» **WHAT YOU HAVE TO DO**
Reproduce the entries exactly, but keep the pictures out of the copy.

» **RECORD SET**
┄┄┄┄┄┄┄┄┄┄

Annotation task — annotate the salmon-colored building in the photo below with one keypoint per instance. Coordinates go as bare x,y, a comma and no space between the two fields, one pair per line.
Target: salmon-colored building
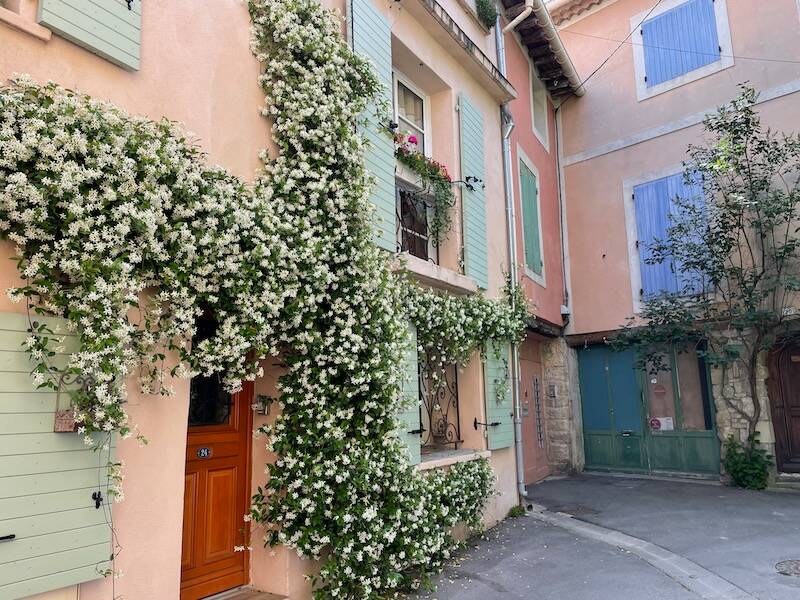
446,80
651,72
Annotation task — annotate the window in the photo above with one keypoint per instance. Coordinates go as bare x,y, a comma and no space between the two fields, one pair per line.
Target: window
440,419
654,202
412,221
539,108
680,42
411,113
531,220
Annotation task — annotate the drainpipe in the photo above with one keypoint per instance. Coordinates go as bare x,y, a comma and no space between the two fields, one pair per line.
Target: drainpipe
507,124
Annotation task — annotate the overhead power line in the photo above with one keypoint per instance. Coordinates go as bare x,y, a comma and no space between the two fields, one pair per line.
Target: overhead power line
610,56
684,51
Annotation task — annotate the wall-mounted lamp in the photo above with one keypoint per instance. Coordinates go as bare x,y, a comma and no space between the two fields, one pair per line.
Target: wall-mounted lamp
470,182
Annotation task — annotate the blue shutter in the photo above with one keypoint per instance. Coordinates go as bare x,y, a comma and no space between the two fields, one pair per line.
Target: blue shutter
497,389
371,37
679,41
106,27
654,203
408,417
473,202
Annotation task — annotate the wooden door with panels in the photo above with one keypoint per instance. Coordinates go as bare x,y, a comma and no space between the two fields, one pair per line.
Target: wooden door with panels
217,489
784,391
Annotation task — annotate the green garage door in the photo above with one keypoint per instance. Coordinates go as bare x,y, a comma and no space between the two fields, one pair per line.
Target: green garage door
643,422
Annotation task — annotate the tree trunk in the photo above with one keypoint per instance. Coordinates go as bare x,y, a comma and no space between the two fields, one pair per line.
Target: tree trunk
752,377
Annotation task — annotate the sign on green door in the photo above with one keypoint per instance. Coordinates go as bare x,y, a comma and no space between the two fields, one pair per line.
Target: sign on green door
643,422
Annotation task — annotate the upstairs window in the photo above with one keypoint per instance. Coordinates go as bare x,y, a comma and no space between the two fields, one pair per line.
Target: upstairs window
539,108
682,42
654,202
413,210
411,114
531,222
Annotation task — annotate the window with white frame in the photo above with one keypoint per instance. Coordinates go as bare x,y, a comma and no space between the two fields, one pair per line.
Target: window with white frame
539,108
411,114
679,42
655,205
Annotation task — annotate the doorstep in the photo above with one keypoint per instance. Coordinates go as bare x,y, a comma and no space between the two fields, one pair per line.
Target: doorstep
245,594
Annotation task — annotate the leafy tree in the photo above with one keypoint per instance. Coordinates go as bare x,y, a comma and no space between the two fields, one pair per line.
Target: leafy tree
735,254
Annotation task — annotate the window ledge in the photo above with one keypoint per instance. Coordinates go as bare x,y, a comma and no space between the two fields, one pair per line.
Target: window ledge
407,176
12,19
445,458
435,275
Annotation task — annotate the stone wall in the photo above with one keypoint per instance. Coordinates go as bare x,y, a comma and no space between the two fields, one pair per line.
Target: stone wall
562,406
733,387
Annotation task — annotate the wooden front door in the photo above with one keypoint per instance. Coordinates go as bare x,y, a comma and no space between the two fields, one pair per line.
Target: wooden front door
785,400
216,489
533,423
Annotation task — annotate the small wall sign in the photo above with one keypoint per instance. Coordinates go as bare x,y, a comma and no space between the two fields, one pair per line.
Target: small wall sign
65,421
662,424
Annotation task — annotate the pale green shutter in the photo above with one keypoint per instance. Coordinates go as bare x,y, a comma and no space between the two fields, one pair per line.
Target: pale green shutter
530,219
408,418
46,483
474,202
499,407
371,36
106,27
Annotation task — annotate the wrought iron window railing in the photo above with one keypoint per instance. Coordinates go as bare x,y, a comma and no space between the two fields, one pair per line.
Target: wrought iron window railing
413,235
439,410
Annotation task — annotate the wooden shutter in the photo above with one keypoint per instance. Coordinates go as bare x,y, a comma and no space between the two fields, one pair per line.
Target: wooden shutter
106,27
497,388
371,37
654,202
408,418
46,482
680,40
474,202
531,232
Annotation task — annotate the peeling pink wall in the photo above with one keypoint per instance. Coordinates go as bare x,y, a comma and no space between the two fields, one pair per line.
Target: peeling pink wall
609,113
548,298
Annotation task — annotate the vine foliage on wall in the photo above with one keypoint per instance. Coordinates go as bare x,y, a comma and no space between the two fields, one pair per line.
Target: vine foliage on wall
123,230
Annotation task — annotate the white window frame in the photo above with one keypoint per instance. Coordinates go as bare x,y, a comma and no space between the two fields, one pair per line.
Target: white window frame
723,33
542,136
522,157
398,77
630,225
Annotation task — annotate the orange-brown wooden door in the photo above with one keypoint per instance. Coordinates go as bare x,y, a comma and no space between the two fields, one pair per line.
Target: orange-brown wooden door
216,490
785,401
533,431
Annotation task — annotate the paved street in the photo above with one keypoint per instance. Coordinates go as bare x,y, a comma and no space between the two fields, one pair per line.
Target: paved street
684,541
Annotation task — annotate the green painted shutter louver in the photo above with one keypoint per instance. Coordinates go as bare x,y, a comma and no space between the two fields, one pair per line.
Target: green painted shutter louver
497,388
371,37
473,202
530,219
105,27
46,483
408,418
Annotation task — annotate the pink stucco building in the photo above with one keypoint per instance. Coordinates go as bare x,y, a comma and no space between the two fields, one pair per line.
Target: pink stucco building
196,67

┄┄┄┄┄┄┄┄┄┄

» **RESULT OF THE TASK**
Annotation task — annotate the salmon-colored building in the photo below with one keypoint per instance. Coordinates go as bare x,y, a comma and no space between the two fields, one pair per line.
Target: salmon-colored building
446,80
651,72
Annotation task — annotate the window in the photo above with one keypoint per instance. Coordinates go as bare x,y, a comma and no space between the two fields, one pair per line.
Target: window
440,419
654,202
412,221
539,108
680,42
411,113
531,220
Annotation task — annotate the drainpipe in the photo above with one keypoint per instance. Coordinates go as bare x,y, a comma and no space between the two fields, one pair per line.
Target: drainpipe
507,124
Annotation task — annotate the overhead power line in the photo above with one keypoint per instance. Coordinates go as bare x,y, a comma and no space between the two fields, one pair per line.
Target: overhead power line
610,56
684,51
Annotation task — annotate the wall-mounted lamp in the photo above with one keypoint per instance. Coordinates go as bare x,y, a comma and no space between the two fields, one pair per line.
Target: wall-mounted lamp
470,182
Annotation task — annotate the blue shutter in the photo above with one keypoint per instance. Coordinates go as bare x,y, a comma and no space between the two fields, one pair per line.
Target: blue shutter
497,389
371,37
679,41
106,27
654,203
408,417
473,202
Annotation task — annotate the wooden door with panels in the photo above with one keypoint per instance. Coordinates go as bare x,y, a comma and no space between the two fields, one pair per line.
Target: wooden door with panels
217,489
784,391
Annotation task — annotate the green garage door in the photo above with one keypoint per instance. Coordinates go as bare x,y, a comma and no space between the two fields, one pair per line.
Target: green garage door
643,422
Annotation task — annotate the tree trunk in the photo above with one keypoint per instance. Coordinates go as bare x,y, a comma and no space between the two fields, one pair per line.
Target: tree trunk
752,377
Annotation task — annotate the sign on green door in the photo above with one keypoint per instance. Coordinates go as bare x,y, a comma and no space between the two fields, one pair per line.
Target: sign on green door
643,422
Annotation task — annotate the upstairs window in the photo above with one keypoint per instance. Coordinates go as bare x,y, a comma and no space between the two fields, one pair per line.
Target: upstairs window
539,108
682,42
654,202
413,210
411,114
531,222
Annotation task — annotate the window with white frame in the photo above with one keypoint per instance. Coordinates go as bare x,y, a comma and no space between the two fields, one pair per line.
Target: window with white frame
539,108
411,114
679,42
655,205
Annotation task — annotate the doorstep in the photo above with one keypoint per instance. Coordinates go as bare x,y, a comma and no space between the two fields, one pair per line.
Target: doorstep
245,594
Annotation task — annotate the leafy tree in the photo above with one keypoint per instance. Coordinates go as bare x,y, a comma and no space between the two fields, one pair per line.
Target: leafy tree
735,254
Annotation task — annotate the window ledge in the photo above with one keypoint per instance. Coordinates go as bare x,y, a comma and no space between the two fields, one pair per line.
Target: window ledge
407,176
12,19
445,458
435,275
Annotation task — annotate the stone wall in the photo above with one keypoint per instance. Coordinates go as bare x,y, a comma and no space between the two fields, one pair per line.
Target: stone wall
562,406
733,387
Annotation task — annotate the wooden front door in the photo above with one keypoint per instance. Coordinates go as bare x,y, a comma and no space between the two fields, one pair per line.
Target: wooden front door
785,400
216,489
533,423
Annotation task — annotate the small wall sign in the photo above with one keypoint per instance. Coordinates go as bare x,y, a comma and no space between the two fields, one pair per line.
Target: small wall sign
65,421
662,424
Annotation task — annotate the pale green shutter in the photo above with one keypoint per instance. Coordinates go as bare x,y, a comma and no space between the two fields, one pair per line.
Target: pale green shutter
530,219
408,418
46,483
474,202
499,407
371,36
106,27
Annotation task — annotate the wrought iron window railing in the photo above with one keypoint per instance. Coordinates go as bare x,y, a comma and no space between the two fields, one pair per line.
Target: wrought iron window railing
413,235
439,410
Annotation task — annotate the wooden shutter in the photo above with one keypoint per instance. Coordinates go as bare x,y, a comma and no space between the two fields, one pair per line.
Target: wooden shutter
106,27
497,388
371,37
654,202
408,418
46,482
680,40
474,202
531,232
Annotation task — annotate the peeling pink wall in the photo above with one keypoint per instance. Coordinates go as bare x,y, a comma and no space between the two fields, one pair per line.
Target: peeling pink wall
609,113
548,298
Annotation task — annotate the vine foliage on wall in the photo above with one keypoint per instance. Coordinates go as bare x,y, a comma and no space between the two fields, one pair per line.
Target: vine foliage on wall
123,230
Annotation task — annotate the white window frame in the photo above with one keypoint per instance. Coordinates go as bare x,y, a comma and no space between the two fields, one pair per line.
Target: white window frame
723,33
542,136
522,157
398,77
630,225
Annotation task — annotate the orange-brown wooden door in the photo above with one keypoint per instance. Coordinates go as bare x,y, a comma and no space between the two fields, one pair per line.
Target: orange-brown wooden door
216,490
785,401
533,431
Annotation task — annotate the paved street in the photo above with one keypoint per instance. Coordinates go as bare x,y, a comma and no space between the two fields, one pair per line.
Target: paved street
684,541
Annotation task — annotate the green painted shutter louver in the photo above with one keypoint per instance. Coordinates go as bare x,y, a comma and no space between the two fields, one pair per line.
Target: green painted shutter louver
497,388
371,37
473,202
530,219
105,27
46,483
408,418
Annotation task — annotate the pink stucco building in the photo above with one keypoint per instance. Coordinates go as bare x,y, a comma and no space between the two fields, one pair per line.
Target: pink stucco building
196,67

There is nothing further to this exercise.